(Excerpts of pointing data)
----
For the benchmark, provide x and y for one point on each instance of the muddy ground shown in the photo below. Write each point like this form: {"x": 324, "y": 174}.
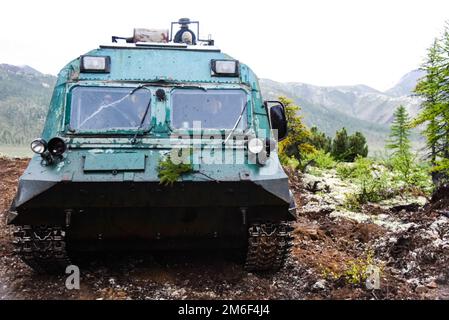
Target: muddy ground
{"x": 409, "y": 248}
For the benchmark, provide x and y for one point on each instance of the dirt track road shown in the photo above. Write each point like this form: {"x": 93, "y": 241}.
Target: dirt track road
{"x": 322, "y": 243}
----
- [Brief]: Write out all of the items above word for word, and omit the pictures.

- [Finished answer]:
For the benchmark, provide x and y for one point on each instance of the muddy ground shown in the photo below. Write each point like this form: {"x": 324, "y": 174}.
Target: muddy ground
{"x": 409, "y": 248}
For the benchmark, provide x and y for one point on each instance of the dirt track road shown in the photo above. Write each point like this form: {"x": 93, "y": 241}.
Target: dirt track road
{"x": 322, "y": 243}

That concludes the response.